CHECK YOUR UNDERSTANDING >>
1. Please write out the part of the ambulance strike article between "Ambulance workers ‘could" and "(Picture: PA Wire)", inclusive.
2. Carry on the article about the ambulance workers' pay dispute from the point where it ends.
SELECTED PASSAGE START
Ambulance workers ‘could withdraw critical care over pay frustration’, union boss warns

Ambulance workers will walk out on December 21

(Picture: PA Wire)

Ambulance drivers could become too frustrated with the Government over pay negotiations to provide "life and limb care", a union officer has warned.

Alan Lofthouse, National Officer at Unison, told Sky News that staff "may choose" not to provide life and limb cover if the Government does not reopen discussions over pay with health unions.

Ambulance workers and other NHS staff will stage a strike co-ordinated by the GMB, Unison and Unite on December 21 in a dispute over pay. It comes just days after members of the Royal College of Nursing walk out on December 15 and 20 in a separate dispute over pay and conditions.

"Life and limb care" refers to critical care, such as a cardiac arrest. Unison has said that it will never instruct its members to withdraw critical care as part of industrial action.

Ambulance services are currently under unprecedented pressure, with record response times and delays in handing patients over to A&E departments.

Mr Lofthouse said: "The trouble is, if the Government don’t start talking to us, the staff will get increasingly frustrated with this war against them as they see the rhetoric from the Government.

“And they then may choose not to provide life and limb cover, which is a place that I don’t think any of us wants to get to.

“So there’s a real urgency for the Government to wake up, stop looking at ways to prevent striking workers from striking and talk to us about paying the cost of living.”

Mr Lofthouse said the military cannot replace trained ambulance workers without affecting the service.
SELECTED PASSAGE END
SUPPLIED ENTRIES START
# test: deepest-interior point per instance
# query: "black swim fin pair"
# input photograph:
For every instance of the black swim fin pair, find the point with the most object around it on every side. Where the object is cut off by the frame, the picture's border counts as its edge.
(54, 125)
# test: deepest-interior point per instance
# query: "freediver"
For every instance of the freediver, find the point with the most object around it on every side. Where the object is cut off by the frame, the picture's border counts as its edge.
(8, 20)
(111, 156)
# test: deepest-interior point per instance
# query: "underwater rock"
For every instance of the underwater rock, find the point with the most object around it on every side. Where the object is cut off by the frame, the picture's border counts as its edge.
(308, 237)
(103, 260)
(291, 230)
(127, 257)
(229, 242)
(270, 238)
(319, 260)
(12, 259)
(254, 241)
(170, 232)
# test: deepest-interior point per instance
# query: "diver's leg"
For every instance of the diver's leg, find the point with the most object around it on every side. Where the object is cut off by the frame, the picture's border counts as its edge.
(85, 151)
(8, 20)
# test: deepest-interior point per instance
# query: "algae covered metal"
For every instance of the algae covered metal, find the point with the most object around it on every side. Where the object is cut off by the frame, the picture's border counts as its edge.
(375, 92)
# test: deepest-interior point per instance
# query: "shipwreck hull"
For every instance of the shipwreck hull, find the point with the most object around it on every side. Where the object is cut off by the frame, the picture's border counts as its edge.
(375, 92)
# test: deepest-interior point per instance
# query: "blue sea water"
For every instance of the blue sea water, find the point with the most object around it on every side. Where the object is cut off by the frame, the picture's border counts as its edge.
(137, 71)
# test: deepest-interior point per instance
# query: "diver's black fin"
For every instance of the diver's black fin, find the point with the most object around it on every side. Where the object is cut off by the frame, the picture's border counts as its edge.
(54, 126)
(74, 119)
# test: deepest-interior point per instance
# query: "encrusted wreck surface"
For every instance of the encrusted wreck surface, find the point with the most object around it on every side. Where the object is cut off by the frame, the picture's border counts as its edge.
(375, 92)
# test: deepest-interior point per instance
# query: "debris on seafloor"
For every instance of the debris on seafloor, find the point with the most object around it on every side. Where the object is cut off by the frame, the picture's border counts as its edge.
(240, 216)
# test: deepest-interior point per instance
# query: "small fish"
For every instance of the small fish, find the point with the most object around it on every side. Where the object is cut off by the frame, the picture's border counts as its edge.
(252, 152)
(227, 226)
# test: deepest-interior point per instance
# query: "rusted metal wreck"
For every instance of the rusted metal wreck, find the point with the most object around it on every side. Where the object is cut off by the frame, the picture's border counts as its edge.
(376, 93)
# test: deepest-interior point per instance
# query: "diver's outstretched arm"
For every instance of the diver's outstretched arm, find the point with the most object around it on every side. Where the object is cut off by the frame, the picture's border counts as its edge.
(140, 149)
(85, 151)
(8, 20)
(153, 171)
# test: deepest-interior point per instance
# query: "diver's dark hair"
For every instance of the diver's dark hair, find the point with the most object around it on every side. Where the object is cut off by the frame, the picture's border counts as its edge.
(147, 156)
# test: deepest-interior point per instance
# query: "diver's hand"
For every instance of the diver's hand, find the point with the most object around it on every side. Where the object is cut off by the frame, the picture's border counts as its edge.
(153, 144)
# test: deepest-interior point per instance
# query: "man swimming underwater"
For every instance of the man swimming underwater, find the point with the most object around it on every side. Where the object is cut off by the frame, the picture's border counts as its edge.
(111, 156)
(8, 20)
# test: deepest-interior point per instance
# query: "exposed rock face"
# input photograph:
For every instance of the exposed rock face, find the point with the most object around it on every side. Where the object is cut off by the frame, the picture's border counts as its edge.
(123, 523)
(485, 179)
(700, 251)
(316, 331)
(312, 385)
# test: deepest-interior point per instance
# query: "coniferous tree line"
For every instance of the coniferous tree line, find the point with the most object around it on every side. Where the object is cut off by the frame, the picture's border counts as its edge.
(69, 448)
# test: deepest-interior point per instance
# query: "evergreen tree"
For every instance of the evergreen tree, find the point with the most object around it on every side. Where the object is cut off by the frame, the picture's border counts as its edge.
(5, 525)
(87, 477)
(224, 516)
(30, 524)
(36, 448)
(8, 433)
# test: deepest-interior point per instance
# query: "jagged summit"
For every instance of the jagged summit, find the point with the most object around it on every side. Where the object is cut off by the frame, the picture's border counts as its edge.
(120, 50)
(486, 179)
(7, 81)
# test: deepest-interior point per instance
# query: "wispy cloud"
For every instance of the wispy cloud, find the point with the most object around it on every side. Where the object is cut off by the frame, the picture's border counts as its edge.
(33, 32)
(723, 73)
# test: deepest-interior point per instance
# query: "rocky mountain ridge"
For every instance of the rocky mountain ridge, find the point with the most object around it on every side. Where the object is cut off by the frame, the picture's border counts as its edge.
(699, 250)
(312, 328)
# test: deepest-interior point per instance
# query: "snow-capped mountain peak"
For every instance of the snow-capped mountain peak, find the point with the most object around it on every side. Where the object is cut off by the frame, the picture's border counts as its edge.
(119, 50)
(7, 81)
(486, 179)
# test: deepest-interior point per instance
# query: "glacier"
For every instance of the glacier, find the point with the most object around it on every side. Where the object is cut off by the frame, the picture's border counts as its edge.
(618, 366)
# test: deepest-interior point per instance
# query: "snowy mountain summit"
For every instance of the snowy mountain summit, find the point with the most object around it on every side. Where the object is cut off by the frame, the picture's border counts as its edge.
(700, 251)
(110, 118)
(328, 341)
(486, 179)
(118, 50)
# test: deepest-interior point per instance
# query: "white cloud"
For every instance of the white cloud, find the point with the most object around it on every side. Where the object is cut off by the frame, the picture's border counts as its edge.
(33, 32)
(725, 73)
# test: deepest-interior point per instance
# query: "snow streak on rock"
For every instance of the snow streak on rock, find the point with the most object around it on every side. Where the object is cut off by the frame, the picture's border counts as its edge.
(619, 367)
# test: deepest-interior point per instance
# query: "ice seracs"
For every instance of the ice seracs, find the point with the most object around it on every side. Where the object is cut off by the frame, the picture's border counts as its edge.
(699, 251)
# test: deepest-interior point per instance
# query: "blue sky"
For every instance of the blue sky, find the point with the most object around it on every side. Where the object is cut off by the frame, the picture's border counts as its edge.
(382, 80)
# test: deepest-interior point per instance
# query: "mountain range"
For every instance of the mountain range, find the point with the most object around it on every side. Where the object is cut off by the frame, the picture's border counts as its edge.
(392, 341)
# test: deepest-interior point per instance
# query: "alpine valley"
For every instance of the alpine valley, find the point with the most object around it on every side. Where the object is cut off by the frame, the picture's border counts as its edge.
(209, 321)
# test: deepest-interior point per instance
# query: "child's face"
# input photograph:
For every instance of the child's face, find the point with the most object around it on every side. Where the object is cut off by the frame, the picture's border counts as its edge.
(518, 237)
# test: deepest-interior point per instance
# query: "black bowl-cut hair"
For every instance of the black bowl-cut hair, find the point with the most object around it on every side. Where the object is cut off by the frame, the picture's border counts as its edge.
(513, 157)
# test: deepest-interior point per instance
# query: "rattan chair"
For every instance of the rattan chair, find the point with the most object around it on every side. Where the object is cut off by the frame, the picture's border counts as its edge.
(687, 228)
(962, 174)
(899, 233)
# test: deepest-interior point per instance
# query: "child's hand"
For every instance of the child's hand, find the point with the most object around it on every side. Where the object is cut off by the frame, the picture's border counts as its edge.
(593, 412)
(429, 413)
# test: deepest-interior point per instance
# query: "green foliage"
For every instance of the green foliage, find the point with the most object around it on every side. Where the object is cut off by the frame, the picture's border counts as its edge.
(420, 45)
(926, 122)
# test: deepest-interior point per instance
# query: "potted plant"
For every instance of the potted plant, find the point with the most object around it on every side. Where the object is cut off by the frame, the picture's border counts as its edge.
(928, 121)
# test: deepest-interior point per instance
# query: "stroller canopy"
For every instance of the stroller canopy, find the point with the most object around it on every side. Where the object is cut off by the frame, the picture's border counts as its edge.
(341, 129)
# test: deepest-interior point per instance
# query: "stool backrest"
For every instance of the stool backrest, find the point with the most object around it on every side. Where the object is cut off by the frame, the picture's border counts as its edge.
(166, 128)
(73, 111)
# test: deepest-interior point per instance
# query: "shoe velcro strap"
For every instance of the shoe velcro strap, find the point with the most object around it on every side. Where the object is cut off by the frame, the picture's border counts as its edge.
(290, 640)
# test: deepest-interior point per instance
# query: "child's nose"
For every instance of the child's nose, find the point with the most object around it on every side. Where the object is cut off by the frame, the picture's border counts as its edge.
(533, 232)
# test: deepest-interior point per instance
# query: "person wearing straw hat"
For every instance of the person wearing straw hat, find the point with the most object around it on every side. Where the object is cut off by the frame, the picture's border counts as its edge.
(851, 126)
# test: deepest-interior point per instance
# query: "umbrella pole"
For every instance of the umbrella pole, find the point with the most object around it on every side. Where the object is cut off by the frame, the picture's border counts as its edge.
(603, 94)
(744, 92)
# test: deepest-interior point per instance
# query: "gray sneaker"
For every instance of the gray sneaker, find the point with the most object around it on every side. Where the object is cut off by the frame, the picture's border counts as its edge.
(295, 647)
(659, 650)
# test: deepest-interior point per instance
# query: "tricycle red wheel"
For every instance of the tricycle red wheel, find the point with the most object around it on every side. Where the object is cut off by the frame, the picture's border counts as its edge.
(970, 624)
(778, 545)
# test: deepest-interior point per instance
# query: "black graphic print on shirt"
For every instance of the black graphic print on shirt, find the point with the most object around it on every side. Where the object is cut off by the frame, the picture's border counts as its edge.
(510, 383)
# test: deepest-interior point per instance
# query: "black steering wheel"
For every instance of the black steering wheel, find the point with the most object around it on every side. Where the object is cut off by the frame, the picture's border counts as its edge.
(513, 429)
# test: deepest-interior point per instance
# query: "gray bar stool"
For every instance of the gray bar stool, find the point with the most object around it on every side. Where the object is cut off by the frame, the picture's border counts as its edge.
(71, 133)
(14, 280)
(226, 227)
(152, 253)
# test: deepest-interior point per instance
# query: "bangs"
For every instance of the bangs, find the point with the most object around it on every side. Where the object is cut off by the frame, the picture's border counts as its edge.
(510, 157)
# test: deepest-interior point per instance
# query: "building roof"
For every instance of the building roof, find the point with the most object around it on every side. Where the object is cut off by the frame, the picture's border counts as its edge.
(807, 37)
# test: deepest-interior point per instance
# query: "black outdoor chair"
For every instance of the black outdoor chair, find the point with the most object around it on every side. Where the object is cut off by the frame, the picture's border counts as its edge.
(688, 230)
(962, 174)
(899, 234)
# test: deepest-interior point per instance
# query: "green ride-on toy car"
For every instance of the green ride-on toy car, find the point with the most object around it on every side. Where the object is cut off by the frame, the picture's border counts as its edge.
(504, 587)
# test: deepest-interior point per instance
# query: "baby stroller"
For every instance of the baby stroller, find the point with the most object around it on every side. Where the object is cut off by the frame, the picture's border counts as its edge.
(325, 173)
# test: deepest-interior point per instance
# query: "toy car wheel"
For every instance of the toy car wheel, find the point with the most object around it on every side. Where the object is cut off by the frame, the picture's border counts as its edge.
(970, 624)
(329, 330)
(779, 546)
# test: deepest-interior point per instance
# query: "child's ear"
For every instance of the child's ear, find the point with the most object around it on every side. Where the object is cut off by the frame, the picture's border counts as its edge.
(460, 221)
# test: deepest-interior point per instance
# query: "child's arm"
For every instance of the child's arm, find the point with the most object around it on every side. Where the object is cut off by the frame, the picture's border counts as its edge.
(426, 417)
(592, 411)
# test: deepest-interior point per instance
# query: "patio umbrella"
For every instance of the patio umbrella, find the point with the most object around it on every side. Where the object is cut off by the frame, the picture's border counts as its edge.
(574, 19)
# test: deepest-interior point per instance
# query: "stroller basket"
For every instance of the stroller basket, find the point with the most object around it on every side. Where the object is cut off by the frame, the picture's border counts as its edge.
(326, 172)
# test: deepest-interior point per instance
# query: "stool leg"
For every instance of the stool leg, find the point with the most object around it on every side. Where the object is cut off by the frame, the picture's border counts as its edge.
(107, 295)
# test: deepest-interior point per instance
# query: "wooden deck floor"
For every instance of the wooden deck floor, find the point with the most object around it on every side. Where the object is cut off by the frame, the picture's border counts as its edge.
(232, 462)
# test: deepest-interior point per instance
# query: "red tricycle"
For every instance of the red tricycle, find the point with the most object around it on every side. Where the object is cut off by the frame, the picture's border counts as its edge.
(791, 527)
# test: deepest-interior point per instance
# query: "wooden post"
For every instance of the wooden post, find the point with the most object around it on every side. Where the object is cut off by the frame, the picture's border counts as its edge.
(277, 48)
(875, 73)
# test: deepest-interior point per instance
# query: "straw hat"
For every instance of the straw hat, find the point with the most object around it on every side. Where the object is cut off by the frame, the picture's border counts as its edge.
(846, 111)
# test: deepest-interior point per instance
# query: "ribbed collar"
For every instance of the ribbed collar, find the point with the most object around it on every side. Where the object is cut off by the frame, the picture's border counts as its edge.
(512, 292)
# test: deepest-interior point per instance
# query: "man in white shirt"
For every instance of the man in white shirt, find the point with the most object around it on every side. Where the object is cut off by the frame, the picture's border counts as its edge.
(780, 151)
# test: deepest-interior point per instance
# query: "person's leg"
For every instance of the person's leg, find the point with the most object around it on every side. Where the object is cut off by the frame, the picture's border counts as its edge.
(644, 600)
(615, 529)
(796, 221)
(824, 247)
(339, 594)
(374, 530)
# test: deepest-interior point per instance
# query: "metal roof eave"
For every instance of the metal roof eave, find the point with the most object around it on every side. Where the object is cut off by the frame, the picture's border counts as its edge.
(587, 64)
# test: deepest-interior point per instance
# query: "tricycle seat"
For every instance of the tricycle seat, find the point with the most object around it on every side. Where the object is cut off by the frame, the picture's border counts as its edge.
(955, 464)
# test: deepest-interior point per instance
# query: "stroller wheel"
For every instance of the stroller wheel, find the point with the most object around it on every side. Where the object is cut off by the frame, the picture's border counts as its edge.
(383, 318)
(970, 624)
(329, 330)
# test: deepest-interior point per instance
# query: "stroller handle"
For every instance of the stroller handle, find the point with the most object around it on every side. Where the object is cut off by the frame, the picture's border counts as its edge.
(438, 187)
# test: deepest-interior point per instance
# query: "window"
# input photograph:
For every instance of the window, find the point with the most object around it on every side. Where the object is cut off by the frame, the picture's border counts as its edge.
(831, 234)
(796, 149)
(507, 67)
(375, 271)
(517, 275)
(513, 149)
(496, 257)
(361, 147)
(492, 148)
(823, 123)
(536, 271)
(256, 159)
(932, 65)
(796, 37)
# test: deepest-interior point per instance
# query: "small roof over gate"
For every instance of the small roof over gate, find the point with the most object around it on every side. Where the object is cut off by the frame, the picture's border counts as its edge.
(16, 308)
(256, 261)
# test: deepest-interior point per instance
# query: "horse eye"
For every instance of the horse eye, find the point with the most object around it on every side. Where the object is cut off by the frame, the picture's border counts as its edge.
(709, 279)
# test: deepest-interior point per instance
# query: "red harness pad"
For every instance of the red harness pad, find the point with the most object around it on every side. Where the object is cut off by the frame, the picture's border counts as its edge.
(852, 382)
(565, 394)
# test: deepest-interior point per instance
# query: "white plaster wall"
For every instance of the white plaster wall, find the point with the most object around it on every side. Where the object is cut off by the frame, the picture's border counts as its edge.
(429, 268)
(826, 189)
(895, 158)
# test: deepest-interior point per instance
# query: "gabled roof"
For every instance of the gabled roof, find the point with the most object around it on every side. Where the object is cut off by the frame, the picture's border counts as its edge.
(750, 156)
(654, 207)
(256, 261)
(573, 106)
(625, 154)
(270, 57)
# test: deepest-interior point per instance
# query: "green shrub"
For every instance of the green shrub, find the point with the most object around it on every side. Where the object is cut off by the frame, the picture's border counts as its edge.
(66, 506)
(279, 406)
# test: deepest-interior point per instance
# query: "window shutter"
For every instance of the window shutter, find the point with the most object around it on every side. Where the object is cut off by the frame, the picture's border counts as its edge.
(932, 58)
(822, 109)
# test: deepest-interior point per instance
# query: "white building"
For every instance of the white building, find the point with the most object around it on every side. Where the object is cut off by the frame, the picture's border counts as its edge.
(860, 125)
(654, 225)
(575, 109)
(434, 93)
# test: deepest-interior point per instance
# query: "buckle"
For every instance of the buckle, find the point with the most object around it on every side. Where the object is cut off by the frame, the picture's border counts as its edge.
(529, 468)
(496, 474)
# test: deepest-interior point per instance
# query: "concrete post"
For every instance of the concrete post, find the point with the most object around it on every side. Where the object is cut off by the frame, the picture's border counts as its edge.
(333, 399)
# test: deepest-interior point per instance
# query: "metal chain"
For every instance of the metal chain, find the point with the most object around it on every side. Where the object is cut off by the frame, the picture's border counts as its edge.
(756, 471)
SUPPLIED ENTRIES END
TASK RESULTS >>
1.
Ambulance workers ‘could withdraw critical care over pay frustration’, union boss warns

Ambulance workers will walk out on December 21

(Picture: PA Wire)

2.
“Well I think that all of our ambulance workers in Unison respect the military and respect the support that they’re offering, but of course, your correspondent called us ambulance drivers…

“This is far from the truth, actually, they’re highly trained, urgent emergency care workers who know how to work in the NHS, and the military can’t just be put in place of ambulance workers and expect that the service is going to run as normal.

“I mean, it’s a great offer by the military, but it’s not going to go anywhere near stopping the strikes and walkouts that are due to happen on the 21st.”

Health Secretary Steve Barclay on Monday refused to budge on awarding NHS workers a further pay rise after the Royal College of Nursing (RCN) suggested they would call off the strikes were he to reopen negotiations.

Speaking to BBC Breakfast, he claimed that giving nurses a pay rise would mean taking money away from funding for clearing the NHS backlog in operations.

He said nurses had spoken to him about a range of challenges in the NHS such as tech, working conditions and security, “but we do have an independent pay review body" and their decision would have to be "honoured".

Steve Brine, chairman of the Health and Social Care Select Committee, became the first senior Tory to urge Mr Barclay to change position and meet with the RCN to discuss pay.

He told BBC Radio 4's Today programme: “I started by saying it was 1-0 to the RCN with the move they made yesterday.

“I would suggest that the Secretary of State could get to 1-1 by inviting them in and actually I’m not sure that he’s got an awful lot to lose.

“You know, draw-draw better than war-war, and at the moment we’re in a media war-war and the patients, the public who pay for this service are just sort of left bemused in the middle.”